- [Work to complete]:
Using the data that follows, say how many lines contain the word "wall", giving the number by itself.

-.-.-

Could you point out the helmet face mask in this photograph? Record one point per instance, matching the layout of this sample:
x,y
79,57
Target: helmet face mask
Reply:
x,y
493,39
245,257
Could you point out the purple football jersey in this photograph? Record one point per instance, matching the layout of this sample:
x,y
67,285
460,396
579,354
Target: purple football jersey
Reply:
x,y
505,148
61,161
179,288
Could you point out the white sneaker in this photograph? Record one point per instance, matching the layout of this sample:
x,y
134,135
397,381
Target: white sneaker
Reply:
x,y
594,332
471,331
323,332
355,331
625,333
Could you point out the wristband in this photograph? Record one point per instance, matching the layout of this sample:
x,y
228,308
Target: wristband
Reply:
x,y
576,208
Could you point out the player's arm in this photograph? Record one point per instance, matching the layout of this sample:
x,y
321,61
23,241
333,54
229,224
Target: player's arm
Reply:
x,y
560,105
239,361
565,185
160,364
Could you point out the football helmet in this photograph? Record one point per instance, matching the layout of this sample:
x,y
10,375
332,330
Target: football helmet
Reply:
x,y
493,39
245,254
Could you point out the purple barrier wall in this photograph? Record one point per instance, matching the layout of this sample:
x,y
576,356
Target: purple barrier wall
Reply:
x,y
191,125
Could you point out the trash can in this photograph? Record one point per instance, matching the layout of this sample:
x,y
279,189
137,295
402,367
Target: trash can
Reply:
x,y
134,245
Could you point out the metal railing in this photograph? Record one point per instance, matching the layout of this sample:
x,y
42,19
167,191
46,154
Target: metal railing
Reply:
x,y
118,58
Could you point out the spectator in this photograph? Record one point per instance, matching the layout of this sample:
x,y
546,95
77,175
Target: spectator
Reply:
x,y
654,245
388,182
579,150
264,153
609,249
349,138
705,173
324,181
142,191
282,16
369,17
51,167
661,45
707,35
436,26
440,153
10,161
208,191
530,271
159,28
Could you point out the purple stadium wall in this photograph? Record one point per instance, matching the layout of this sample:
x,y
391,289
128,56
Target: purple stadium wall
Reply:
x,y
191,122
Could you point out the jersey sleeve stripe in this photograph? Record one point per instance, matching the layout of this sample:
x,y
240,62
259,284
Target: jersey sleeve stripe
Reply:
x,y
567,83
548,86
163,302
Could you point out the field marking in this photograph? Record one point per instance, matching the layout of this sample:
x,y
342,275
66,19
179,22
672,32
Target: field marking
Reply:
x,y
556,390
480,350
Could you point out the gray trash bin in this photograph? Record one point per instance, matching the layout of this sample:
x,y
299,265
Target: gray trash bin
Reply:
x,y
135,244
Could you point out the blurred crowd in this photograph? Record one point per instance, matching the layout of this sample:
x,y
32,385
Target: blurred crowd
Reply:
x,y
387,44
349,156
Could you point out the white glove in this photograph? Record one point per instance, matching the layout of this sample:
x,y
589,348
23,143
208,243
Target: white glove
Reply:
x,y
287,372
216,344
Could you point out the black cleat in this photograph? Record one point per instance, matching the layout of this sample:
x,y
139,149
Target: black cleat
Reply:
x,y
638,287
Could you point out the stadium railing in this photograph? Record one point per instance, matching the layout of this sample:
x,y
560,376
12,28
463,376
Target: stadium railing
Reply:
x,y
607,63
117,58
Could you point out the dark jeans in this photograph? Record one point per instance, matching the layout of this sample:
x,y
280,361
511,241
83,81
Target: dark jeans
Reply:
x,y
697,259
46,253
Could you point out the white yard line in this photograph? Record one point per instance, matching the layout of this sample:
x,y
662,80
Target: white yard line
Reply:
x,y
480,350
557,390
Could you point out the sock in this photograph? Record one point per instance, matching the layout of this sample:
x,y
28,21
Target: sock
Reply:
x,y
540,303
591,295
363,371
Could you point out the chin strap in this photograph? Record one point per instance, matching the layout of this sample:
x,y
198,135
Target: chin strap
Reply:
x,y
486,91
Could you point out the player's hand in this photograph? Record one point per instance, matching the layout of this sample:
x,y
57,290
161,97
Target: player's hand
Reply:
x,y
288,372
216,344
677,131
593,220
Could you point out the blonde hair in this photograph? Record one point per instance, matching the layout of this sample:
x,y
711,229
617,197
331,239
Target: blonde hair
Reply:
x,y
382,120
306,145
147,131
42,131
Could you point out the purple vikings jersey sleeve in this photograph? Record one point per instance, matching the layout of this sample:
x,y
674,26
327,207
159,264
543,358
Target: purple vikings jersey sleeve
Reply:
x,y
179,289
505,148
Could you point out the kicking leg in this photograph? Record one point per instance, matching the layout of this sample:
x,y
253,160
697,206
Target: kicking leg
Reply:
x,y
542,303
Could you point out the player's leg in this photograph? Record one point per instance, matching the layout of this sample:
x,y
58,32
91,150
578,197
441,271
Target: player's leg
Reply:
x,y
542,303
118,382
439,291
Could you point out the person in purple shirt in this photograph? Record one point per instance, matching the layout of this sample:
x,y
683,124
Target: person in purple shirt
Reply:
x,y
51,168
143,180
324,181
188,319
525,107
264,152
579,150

-.-.-

- [Answer for the task]:
4